• WORK REQUEST
Reproduce the following records exactly from the line containing "Question. Identify every instance of the aldi" onward, ending with the last line and including it.

(Dataset entries)
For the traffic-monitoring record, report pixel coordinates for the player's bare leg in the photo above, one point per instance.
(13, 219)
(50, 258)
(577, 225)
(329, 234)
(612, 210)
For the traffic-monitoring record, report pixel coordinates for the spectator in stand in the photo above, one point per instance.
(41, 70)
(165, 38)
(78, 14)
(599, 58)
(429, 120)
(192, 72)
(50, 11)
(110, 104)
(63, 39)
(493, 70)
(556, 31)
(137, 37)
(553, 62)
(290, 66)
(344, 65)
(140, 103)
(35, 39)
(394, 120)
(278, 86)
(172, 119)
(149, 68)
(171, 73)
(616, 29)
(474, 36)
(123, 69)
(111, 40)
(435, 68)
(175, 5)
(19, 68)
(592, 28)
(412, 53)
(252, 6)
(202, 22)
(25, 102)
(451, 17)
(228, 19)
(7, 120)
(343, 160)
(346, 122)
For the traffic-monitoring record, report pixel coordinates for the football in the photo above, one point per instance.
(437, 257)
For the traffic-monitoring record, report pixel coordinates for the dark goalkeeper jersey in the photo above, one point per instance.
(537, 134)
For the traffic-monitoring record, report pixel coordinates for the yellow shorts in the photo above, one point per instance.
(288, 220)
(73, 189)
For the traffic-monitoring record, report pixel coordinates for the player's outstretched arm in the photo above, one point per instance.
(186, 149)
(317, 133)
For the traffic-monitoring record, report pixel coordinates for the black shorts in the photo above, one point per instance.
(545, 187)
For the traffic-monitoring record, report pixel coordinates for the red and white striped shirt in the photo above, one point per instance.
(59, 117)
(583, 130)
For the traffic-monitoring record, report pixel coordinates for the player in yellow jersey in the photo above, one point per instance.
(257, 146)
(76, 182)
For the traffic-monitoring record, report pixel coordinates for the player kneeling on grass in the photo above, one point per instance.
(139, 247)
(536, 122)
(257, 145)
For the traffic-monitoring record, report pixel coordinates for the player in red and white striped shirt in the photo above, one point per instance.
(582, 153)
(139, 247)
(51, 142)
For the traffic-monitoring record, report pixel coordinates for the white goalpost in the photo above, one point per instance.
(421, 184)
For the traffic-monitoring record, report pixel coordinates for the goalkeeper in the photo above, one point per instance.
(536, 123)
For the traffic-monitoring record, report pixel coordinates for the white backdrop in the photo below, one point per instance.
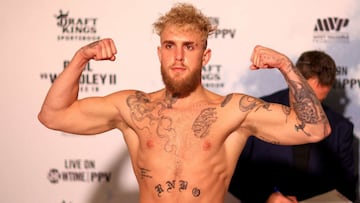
(38, 37)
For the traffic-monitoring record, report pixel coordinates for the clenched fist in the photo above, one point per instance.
(263, 57)
(103, 49)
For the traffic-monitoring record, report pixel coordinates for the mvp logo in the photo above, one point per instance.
(331, 24)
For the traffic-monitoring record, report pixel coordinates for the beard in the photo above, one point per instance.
(181, 87)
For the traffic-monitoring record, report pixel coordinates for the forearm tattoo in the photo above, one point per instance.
(171, 185)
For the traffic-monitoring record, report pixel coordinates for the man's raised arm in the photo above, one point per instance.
(63, 93)
(311, 119)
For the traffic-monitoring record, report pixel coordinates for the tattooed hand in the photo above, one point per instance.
(263, 57)
(100, 50)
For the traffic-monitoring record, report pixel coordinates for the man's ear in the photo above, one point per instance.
(159, 52)
(206, 56)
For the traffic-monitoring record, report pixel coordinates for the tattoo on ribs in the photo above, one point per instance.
(144, 173)
(171, 185)
(226, 100)
(203, 122)
(145, 114)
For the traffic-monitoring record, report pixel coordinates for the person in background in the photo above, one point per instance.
(183, 140)
(273, 173)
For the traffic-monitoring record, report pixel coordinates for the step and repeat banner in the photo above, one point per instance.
(39, 38)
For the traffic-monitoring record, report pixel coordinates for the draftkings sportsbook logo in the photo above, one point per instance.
(331, 29)
(76, 29)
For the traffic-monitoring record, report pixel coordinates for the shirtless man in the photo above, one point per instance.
(183, 140)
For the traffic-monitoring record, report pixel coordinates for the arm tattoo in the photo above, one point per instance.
(305, 103)
(203, 122)
(248, 103)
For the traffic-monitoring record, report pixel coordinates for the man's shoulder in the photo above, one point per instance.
(280, 96)
(336, 117)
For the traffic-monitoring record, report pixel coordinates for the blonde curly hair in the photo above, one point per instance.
(185, 16)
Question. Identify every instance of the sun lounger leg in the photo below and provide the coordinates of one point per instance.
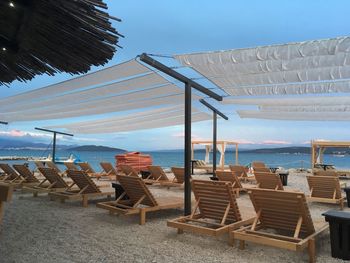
(311, 249)
(142, 216)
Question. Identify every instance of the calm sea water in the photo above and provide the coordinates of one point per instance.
(175, 158)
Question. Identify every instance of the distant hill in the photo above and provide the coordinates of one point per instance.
(95, 148)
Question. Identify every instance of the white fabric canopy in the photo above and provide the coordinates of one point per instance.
(296, 116)
(249, 69)
(124, 70)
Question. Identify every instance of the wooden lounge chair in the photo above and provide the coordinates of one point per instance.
(141, 200)
(24, 172)
(325, 189)
(283, 221)
(11, 176)
(109, 170)
(218, 210)
(53, 183)
(268, 181)
(5, 196)
(128, 170)
(87, 189)
(228, 176)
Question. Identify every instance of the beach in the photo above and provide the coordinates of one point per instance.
(40, 230)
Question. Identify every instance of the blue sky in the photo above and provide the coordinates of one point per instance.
(175, 27)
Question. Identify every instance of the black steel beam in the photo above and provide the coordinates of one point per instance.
(156, 64)
(213, 109)
(188, 145)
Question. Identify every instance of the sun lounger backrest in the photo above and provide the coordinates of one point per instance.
(324, 186)
(157, 172)
(214, 198)
(281, 210)
(136, 189)
(71, 166)
(9, 171)
(82, 180)
(108, 168)
(257, 164)
(268, 181)
(179, 174)
(25, 173)
(229, 176)
(128, 170)
(53, 177)
(86, 167)
(238, 170)
(52, 165)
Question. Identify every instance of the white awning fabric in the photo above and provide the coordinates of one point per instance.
(150, 119)
(295, 68)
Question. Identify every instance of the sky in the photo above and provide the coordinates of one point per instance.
(177, 27)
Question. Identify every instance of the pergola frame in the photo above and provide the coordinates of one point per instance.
(221, 142)
(319, 147)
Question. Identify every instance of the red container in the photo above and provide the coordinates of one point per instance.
(137, 160)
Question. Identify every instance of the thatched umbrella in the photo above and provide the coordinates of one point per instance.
(50, 36)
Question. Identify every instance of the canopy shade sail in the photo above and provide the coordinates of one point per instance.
(149, 119)
(50, 36)
(318, 66)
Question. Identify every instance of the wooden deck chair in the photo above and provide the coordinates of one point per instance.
(268, 181)
(53, 182)
(86, 167)
(228, 176)
(24, 172)
(141, 200)
(215, 211)
(109, 170)
(87, 189)
(5, 196)
(283, 221)
(325, 189)
(128, 170)
(11, 175)
(240, 172)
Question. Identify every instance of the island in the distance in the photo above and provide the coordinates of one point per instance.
(95, 148)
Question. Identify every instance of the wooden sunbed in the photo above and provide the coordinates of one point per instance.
(24, 172)
(228, 176)
(109, 170)
(11, 176)
(218, 210)
(53, 183)
(325, 189)
(283, 221)
(141, 200)
(5, 196)
(87, 189)
(268, 181)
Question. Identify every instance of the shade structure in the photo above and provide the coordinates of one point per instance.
(295, 68)
(149, 119)
(50, 36)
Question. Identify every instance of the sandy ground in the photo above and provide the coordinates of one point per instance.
(39, 230)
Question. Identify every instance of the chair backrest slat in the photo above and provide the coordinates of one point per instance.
(82, 180)
(53, 177)
(135, 188)
(324, 186)
(280, 210)
(25, 173)
(268, 181)
(214, 197)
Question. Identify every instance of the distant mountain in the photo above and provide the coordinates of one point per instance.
(95, 148)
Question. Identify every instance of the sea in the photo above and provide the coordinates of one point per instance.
(167, 159)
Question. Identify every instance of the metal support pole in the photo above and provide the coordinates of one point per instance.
(214, 142)
(188, 113)
(54, 147)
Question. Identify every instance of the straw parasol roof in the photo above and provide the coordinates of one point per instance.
(51, 36)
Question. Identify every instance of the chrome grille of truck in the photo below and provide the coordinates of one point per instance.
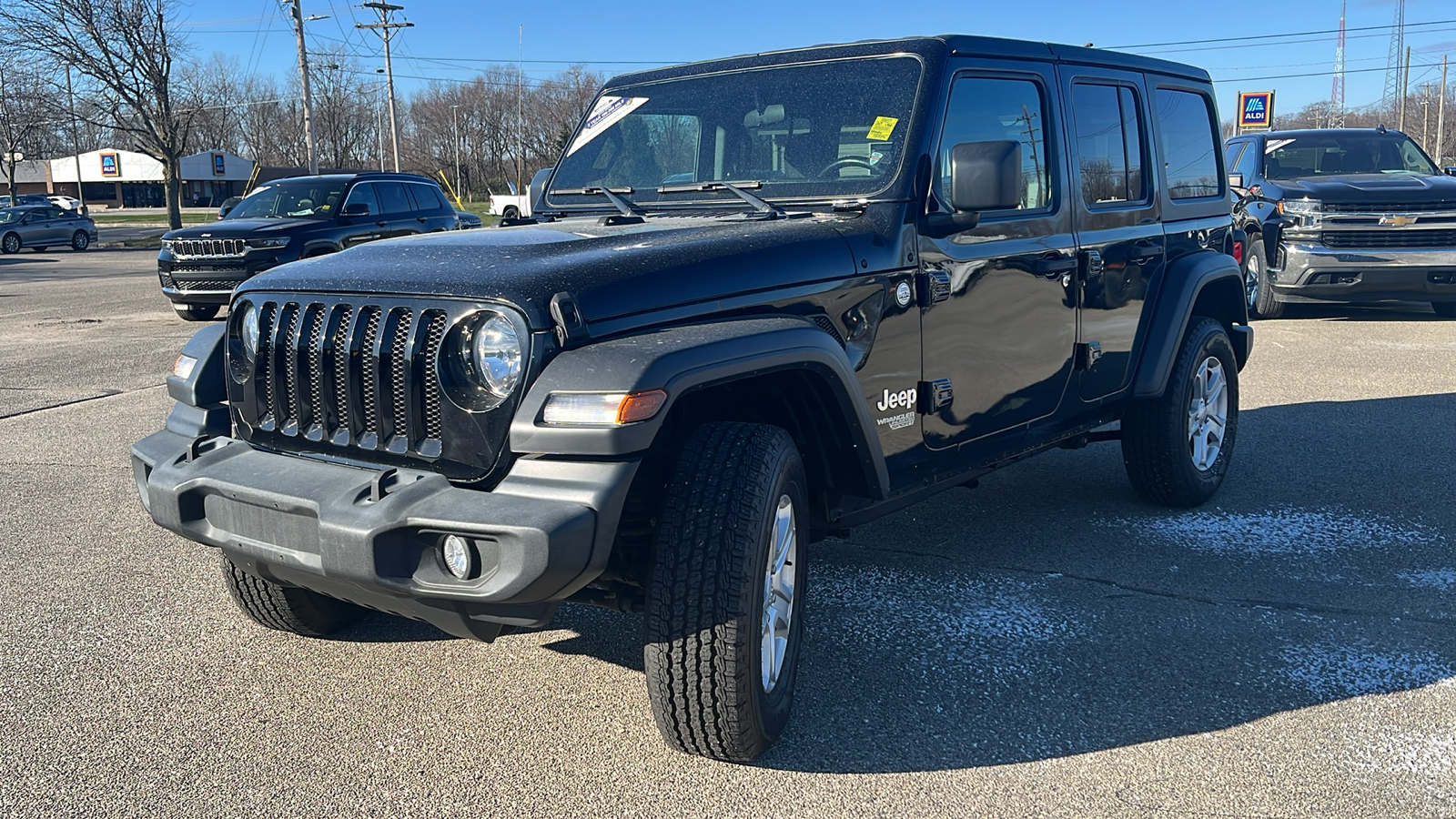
(207, 248)
(1390, 238)
(360, 376)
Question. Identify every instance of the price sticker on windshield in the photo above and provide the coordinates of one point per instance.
(606, 113)
(880, 131)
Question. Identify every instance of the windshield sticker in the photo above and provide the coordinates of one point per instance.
(880, 131)
(604, 114)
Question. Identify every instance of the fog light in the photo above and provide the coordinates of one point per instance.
(459, 555)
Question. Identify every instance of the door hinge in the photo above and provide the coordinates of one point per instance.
(1088, 354)
(935, 288)
(935, 395)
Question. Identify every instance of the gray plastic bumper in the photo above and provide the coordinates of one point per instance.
(371, 537)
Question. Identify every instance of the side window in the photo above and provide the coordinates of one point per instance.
(392, 198)
(363, 194)
(985, 108)
(1249, 164)
(427, 197)
(1110, 143)
(1188, 146)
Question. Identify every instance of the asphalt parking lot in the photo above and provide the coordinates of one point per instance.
(1041, 646)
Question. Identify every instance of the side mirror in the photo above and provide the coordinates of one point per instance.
(538, 187)
(983, 177)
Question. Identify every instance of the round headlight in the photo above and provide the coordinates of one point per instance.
(249, 331)
(495, 354)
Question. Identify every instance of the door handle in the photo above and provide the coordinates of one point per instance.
(1055, 267)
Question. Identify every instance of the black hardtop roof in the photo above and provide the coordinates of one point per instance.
(963, 46)
(1295, 133)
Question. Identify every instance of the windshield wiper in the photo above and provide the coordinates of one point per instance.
(737, 188)
(626, 207)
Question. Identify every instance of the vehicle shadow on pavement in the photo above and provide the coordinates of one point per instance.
(1052, 612)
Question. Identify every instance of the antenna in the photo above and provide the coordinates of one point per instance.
(1337, 94)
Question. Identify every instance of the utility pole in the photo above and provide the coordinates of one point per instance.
(1441, 118)
(76, 140)
(455, 116)
(1405, 86)
(385, 29)
(303, 75)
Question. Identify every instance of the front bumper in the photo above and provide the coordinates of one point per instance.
(371, 537)
(1315, 273)
(211, 280)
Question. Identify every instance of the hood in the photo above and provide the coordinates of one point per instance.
(242, 228)
(1375, 188)
(611, 271)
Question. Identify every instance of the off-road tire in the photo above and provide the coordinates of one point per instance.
(1266, 305)
(705, 605)
(196, 312)
(1155, 430)
(286, 608)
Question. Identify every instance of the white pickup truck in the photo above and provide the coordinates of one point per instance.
(510, 206)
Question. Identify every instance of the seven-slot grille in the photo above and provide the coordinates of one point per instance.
(351, 375)
(206, 248)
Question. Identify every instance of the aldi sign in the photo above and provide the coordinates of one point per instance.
(1256, 108)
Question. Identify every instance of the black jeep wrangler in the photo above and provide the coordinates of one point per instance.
(763, 299)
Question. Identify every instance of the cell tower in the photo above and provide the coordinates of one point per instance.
(1337, 94)
(1397, 60)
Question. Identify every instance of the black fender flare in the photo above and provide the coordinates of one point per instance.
(1186, 281)
(681, 360)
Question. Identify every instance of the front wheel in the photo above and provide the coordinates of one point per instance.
(1177, 448)
(196, 312)
(725, 608)
(1263, 305)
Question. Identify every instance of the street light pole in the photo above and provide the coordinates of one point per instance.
(455, 116)
(303, 75)
(76, 140)
(386, 31)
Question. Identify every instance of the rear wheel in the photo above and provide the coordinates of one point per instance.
(724, 611)
(1263, 305)
(1177, 448)
(197, 312)
(288, 608)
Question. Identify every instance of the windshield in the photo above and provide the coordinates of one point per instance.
(312, 198)
(1329, 155)
(827, 130)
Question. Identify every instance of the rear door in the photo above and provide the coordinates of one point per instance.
(1117, 220)
(1001, 324)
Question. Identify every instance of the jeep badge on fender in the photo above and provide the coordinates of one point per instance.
(701, 353)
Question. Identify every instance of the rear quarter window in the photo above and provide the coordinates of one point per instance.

• WRITTEN ANSWER
Question. Identify every instance of the aldi sign in the photo above and provide the coordinates of one point per instance.
(1256, 108)
Question. Identify every instance of the black jeep wrangler in the photo above and provide the coordinates of one point per instance.
(763, 299)
Question. Identify every instance of the cell tower in the photo above and provide the coordinates of one point per instance.
(1337, 94)
(1397, 60)
Question. Identify every instance of the black fender flare in the photo above and provide the coordinates of one point per instance.
(1186, 281)
(681, 360)
Question. Identify every instance of the front wheel in the photo above and provide the coordinates of one point per instance.
(1177, 448)
(196, 312)
(725, 608)
(1263, 305)
Question. Identify every instance of the street light pole in the photo above and provide the coordinates of one point per instance.
(455, 116)
(303, 75)
(76, 140)
(386, 31)
Question. Identify every instance of the rear wheel in the photo above and provide the coordinates of one point per instance.
(724, 611)
(1263, 305)
(1177, 448)
(197, 312)
(288, 608)
Question. Identify every instance of the windshield in the photo above and provide the coordinates of one point per instance.
(312, 198)
(1329, 155)
(827, 130)
Question. Identify every instance of the rear door in the photo above and provide the coordinates of one point per instance.
(1117, 220)
(1001, 324)
Question. Identify every instance of the jeep badge on fender in the photo above and provide the coordinates of one point per instance.
(701, 353)
Question. Identify every instance of the rear quarter window in the photo above and provide the coordinates of one point per instance.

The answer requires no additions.